_Stored records_
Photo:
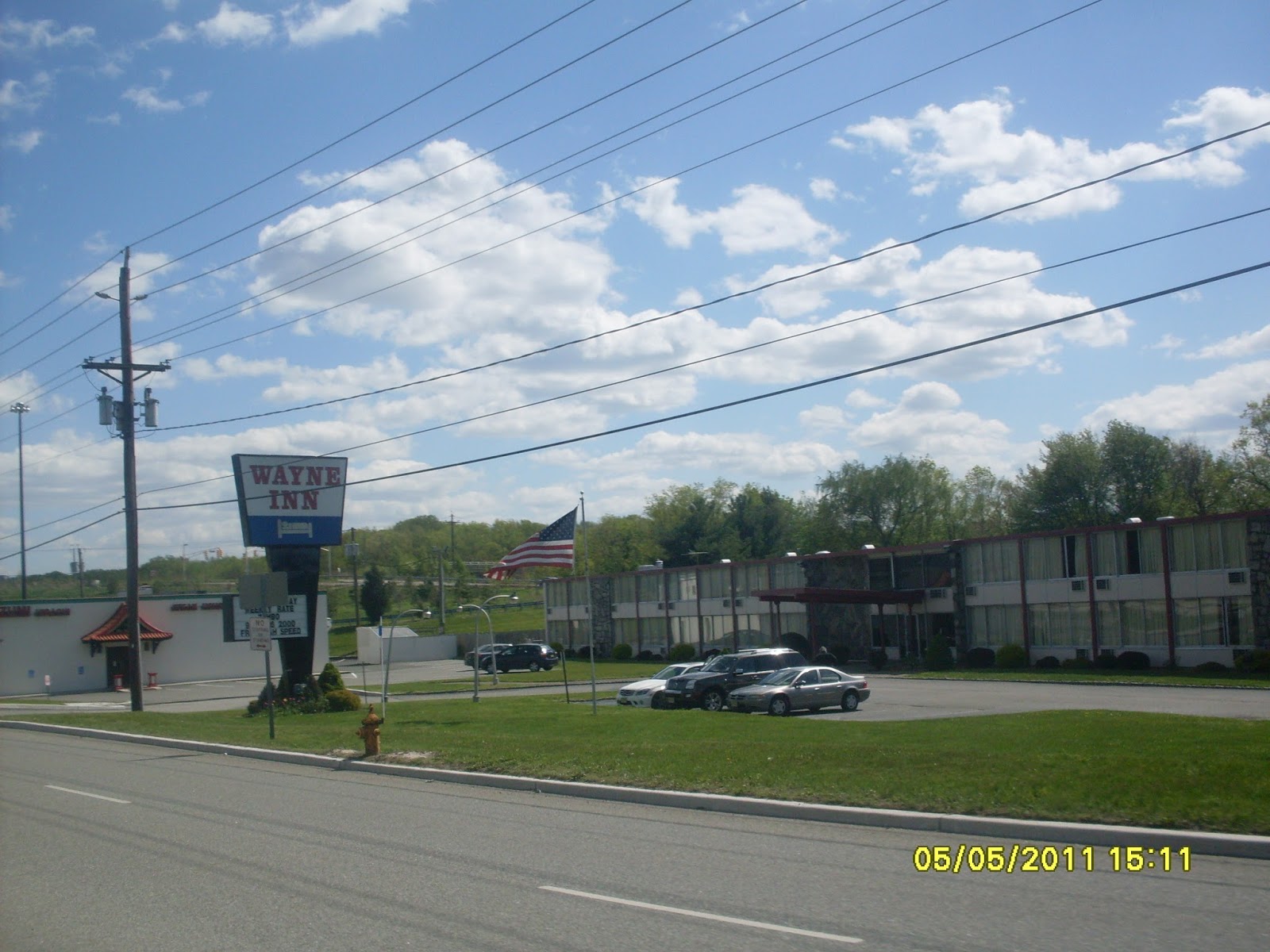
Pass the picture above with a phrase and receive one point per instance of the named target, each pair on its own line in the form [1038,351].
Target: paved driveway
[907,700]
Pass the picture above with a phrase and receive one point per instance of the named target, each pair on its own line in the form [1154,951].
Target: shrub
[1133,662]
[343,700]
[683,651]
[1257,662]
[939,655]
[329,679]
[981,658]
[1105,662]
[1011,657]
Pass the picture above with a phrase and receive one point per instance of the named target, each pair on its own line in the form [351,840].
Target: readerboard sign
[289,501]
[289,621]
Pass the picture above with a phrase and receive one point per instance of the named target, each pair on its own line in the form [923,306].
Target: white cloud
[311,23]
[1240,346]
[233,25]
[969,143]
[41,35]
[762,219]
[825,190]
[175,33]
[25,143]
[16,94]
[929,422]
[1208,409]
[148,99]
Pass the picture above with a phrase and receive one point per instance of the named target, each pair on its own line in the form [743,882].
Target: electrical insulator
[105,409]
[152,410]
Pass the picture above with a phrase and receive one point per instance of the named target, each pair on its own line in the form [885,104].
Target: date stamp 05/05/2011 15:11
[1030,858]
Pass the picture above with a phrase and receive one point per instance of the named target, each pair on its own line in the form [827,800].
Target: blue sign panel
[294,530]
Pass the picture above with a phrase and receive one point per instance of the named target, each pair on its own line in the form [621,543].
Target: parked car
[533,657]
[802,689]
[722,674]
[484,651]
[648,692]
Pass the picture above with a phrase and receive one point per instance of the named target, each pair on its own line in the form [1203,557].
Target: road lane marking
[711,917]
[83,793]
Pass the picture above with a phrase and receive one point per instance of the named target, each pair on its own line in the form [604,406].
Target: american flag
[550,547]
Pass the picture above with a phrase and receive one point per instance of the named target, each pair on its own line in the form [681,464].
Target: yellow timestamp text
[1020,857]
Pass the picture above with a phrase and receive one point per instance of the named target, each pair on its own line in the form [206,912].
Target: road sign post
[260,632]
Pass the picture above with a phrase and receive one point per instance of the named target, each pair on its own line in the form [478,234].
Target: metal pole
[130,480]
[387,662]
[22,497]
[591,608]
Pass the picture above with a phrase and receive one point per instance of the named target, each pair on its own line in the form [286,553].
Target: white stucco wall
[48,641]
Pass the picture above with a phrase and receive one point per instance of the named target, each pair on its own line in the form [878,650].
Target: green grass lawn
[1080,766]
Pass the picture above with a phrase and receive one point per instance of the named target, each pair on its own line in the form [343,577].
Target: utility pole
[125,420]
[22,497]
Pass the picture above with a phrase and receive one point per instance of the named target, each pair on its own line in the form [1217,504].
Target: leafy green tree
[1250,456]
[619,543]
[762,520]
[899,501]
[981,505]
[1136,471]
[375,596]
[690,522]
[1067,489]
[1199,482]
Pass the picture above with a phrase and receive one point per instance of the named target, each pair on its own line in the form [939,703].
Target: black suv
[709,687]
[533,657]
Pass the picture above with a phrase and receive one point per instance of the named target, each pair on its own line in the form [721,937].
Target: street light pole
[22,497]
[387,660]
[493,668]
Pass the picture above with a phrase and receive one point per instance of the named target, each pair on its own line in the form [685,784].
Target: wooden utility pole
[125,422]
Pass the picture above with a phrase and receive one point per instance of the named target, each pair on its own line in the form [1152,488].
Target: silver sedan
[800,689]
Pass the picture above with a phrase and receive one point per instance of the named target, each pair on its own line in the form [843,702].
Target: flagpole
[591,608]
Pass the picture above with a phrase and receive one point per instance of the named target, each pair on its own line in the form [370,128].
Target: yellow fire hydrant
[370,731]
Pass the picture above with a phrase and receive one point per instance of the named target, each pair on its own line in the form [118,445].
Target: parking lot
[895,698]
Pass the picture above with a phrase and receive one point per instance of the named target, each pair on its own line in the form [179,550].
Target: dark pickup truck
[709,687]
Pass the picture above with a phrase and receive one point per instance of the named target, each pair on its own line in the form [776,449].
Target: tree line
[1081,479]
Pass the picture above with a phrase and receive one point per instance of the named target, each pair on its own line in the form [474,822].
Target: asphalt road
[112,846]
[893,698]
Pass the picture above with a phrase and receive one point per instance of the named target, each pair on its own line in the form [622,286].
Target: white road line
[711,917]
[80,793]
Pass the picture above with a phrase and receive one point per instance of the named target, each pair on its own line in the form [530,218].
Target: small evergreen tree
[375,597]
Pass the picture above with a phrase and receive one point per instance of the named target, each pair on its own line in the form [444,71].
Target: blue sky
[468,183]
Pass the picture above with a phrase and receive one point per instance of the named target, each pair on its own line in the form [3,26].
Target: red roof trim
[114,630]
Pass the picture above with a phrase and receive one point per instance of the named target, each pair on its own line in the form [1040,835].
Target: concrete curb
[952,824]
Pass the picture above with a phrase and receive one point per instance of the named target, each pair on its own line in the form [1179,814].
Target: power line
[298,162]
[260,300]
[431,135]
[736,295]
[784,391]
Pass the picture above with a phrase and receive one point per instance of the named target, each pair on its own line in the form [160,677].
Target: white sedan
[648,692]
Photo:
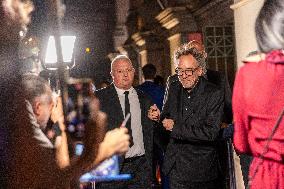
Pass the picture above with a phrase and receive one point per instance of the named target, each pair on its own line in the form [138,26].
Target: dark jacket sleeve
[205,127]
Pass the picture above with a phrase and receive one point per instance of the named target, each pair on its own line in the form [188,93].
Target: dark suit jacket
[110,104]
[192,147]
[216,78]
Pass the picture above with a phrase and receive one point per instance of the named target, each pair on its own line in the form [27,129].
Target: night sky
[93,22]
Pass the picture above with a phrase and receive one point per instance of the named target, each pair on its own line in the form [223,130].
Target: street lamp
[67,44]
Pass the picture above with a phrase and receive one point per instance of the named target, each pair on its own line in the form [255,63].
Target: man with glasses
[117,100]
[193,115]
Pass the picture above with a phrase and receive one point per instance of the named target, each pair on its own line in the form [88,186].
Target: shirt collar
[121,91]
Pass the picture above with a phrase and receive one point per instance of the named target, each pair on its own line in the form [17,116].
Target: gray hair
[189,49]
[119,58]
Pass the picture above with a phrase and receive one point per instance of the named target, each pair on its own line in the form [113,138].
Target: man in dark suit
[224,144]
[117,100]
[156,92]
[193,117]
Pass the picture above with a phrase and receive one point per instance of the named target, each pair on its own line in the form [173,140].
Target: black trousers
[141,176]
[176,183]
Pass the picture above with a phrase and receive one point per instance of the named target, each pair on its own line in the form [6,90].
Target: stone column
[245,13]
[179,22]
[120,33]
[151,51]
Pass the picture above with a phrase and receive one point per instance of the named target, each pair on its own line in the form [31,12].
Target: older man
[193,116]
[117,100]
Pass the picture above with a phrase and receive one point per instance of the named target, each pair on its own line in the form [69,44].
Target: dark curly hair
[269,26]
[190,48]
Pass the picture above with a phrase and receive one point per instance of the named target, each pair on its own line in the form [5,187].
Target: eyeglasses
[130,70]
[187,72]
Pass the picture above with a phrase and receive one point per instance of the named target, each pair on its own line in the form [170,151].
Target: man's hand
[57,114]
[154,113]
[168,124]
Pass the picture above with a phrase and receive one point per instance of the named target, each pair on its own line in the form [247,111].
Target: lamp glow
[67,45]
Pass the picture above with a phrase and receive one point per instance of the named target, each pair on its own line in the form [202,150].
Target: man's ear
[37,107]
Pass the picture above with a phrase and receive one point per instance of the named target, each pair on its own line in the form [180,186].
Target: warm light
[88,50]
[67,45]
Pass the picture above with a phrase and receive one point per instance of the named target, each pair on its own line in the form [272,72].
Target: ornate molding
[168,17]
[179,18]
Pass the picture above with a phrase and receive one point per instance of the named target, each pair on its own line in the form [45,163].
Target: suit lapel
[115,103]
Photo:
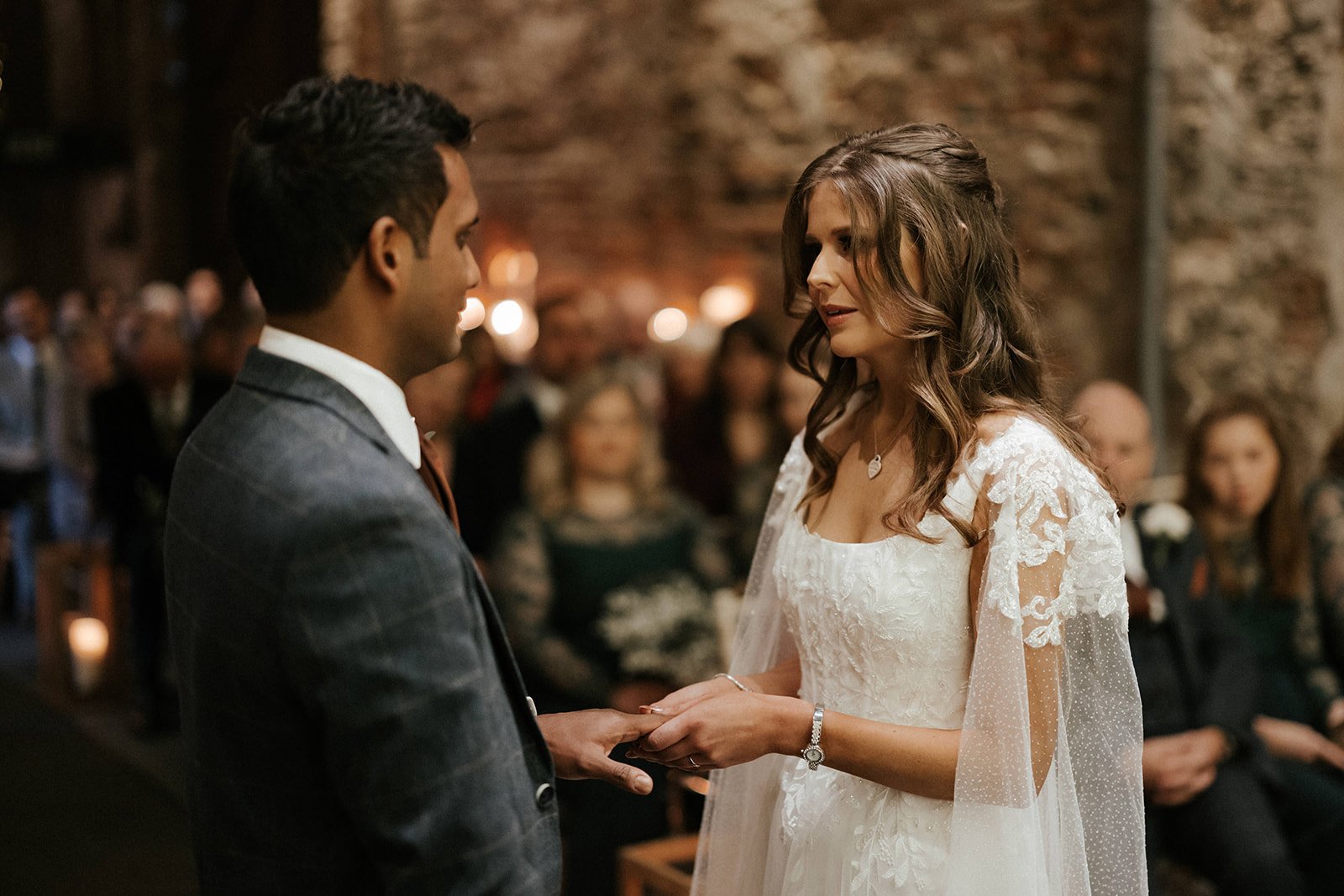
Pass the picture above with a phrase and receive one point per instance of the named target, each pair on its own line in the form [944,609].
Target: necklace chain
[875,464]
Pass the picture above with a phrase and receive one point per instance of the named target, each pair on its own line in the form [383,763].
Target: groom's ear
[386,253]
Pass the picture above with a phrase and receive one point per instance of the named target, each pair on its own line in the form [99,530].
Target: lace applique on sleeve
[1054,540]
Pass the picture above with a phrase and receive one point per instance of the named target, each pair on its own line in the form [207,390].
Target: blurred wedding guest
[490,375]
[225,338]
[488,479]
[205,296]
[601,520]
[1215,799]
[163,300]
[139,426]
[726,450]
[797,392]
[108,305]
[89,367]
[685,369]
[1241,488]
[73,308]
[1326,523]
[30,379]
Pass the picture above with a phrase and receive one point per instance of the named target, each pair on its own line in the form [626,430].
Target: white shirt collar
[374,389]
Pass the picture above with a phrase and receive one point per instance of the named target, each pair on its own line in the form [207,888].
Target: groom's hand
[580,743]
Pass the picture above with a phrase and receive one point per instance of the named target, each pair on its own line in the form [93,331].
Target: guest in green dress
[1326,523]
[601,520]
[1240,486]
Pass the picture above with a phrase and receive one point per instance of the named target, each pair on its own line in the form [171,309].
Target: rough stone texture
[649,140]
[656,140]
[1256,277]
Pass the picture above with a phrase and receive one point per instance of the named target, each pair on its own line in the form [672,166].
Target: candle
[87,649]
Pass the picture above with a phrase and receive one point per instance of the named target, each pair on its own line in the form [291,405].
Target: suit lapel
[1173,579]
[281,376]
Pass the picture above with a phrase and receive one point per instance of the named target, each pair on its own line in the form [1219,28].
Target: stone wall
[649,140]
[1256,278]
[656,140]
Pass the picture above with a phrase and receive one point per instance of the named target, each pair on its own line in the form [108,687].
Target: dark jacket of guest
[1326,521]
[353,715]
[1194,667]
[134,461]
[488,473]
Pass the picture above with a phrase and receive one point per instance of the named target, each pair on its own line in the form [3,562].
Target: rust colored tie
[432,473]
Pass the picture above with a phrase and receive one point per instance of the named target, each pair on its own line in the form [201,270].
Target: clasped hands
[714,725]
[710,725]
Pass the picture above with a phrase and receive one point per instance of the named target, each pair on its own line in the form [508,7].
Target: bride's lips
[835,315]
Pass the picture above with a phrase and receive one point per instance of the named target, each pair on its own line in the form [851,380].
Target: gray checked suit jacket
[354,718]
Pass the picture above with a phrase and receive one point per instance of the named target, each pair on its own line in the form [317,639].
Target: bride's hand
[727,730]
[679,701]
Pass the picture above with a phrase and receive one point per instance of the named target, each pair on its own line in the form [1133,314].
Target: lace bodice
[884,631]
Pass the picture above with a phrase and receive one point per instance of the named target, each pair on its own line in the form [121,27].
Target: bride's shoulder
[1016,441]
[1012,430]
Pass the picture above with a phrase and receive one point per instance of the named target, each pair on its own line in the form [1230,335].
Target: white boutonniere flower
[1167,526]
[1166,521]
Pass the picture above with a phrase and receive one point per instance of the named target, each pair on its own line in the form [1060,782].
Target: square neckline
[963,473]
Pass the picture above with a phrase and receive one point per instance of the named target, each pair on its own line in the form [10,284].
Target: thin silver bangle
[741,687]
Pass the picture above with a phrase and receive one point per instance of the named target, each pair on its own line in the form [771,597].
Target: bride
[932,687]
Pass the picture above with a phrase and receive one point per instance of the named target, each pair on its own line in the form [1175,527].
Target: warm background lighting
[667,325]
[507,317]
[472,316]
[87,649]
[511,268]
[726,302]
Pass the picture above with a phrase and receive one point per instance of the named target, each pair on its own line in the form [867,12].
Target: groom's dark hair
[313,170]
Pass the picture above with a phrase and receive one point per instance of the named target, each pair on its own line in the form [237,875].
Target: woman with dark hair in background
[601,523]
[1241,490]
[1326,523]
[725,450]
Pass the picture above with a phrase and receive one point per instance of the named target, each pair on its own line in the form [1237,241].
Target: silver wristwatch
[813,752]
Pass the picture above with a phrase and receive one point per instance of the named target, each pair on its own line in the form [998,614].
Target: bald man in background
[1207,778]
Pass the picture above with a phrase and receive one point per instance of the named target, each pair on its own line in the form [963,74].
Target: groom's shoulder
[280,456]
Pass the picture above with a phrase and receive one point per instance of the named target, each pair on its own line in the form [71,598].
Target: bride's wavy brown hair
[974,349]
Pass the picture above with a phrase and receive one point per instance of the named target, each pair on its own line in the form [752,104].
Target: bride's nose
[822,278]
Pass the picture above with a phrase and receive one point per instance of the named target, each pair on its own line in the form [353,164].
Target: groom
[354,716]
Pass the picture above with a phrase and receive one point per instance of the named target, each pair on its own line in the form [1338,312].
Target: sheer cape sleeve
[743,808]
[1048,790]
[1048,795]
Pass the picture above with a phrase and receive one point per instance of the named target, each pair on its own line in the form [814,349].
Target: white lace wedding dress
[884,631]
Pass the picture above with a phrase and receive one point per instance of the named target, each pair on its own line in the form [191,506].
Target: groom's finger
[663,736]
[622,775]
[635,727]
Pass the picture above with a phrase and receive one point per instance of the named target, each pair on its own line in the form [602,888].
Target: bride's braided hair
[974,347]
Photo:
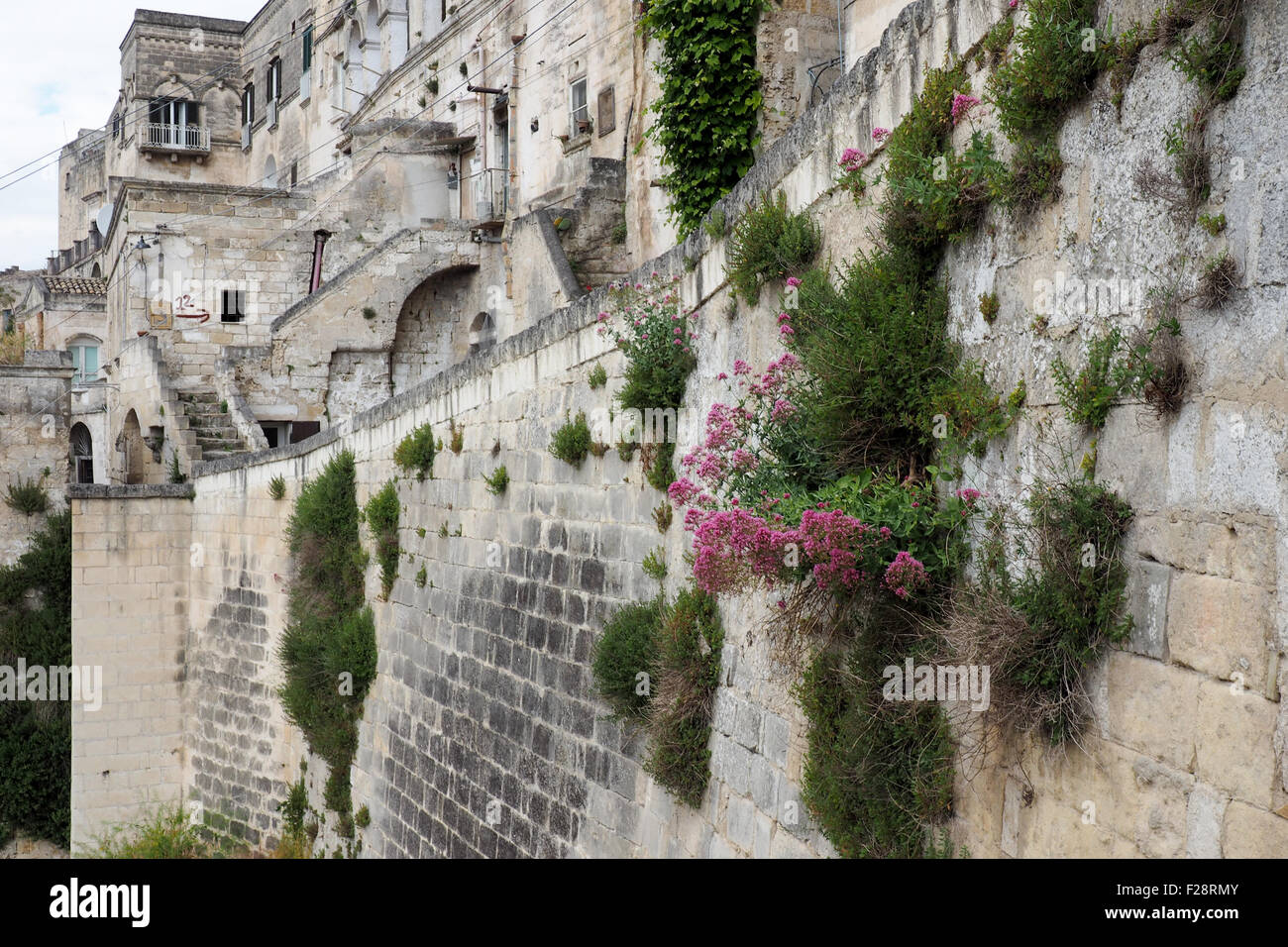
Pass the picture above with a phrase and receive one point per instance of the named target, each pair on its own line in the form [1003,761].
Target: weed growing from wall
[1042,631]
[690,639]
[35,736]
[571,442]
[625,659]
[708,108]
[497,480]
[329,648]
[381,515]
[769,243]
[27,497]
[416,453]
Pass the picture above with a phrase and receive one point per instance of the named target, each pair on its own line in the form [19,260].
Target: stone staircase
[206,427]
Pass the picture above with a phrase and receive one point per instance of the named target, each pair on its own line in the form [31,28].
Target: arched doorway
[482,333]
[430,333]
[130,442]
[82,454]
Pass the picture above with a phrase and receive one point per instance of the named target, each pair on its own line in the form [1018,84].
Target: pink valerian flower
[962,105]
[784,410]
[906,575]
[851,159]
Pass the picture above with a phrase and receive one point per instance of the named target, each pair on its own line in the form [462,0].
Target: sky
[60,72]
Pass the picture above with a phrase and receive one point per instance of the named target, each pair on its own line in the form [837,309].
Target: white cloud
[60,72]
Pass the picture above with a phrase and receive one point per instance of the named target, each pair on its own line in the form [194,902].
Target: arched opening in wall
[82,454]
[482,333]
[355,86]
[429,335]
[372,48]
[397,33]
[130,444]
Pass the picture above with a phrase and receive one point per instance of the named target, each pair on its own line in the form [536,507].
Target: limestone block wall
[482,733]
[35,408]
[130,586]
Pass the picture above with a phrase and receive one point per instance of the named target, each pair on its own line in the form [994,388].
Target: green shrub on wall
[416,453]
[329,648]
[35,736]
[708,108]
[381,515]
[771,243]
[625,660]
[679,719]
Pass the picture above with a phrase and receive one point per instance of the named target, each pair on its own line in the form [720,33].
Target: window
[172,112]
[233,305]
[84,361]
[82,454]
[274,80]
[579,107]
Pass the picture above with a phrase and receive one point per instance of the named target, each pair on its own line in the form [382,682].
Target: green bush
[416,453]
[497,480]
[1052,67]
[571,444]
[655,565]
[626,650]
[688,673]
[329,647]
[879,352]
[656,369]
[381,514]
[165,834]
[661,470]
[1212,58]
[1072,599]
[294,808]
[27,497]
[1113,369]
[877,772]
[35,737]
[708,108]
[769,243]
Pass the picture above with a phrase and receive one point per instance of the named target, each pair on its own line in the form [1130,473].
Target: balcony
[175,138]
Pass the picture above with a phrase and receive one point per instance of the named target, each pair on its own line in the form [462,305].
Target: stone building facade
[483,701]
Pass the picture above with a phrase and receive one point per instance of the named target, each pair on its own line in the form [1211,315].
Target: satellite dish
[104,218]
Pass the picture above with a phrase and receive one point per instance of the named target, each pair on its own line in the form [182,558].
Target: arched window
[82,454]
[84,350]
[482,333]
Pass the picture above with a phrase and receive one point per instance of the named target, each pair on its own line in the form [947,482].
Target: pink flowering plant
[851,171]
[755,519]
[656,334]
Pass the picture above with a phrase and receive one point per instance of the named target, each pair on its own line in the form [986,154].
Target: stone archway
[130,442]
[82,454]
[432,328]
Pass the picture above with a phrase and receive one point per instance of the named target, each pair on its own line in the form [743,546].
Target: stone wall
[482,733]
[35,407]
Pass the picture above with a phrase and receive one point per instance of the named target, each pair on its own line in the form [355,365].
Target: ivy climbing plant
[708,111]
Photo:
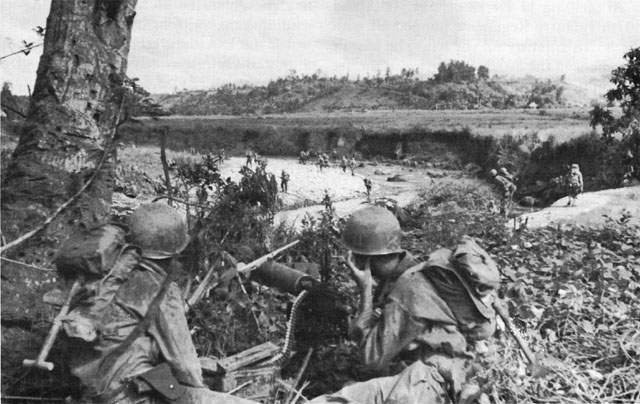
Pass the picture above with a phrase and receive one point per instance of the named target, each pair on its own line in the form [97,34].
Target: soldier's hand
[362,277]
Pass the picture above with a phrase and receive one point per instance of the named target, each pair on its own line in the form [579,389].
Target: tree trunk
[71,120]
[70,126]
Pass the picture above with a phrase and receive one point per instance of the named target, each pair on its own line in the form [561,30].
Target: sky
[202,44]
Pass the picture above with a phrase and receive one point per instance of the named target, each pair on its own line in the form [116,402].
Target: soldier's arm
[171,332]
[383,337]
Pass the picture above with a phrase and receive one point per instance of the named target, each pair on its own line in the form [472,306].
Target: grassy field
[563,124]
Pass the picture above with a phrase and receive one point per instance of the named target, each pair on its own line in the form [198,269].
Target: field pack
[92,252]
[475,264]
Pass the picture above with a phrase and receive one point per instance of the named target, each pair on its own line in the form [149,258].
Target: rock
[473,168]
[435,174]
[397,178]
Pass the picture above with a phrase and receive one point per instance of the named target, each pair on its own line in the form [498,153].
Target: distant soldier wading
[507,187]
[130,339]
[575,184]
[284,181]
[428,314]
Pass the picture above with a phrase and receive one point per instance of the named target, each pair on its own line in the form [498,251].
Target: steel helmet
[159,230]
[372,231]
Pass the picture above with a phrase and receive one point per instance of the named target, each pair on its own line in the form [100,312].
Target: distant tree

_What needs to be done_
Quote only the lines from the line containing "the form [498,153]." through the end of the listing, please, keeping both the first and the last line.

_Task result_
Pass the picture above with a phrase and receive one point per instance of the named target, each pair on its own line in the form [498,153].
Target: distant soldier wading
[507,187]
[130,339]
[575,184]
[284,181]
[428,314]
Pass the picture above with a phrase and receive one point per instance of the named target, each pair on its own line in the form [498,251].
Target: steel helmet
[159,230]
[372,231]
Pass the picture above with a phrase and receive one point per instance of the named target, each pair on its own line in the form [100,312].
Target: distant tree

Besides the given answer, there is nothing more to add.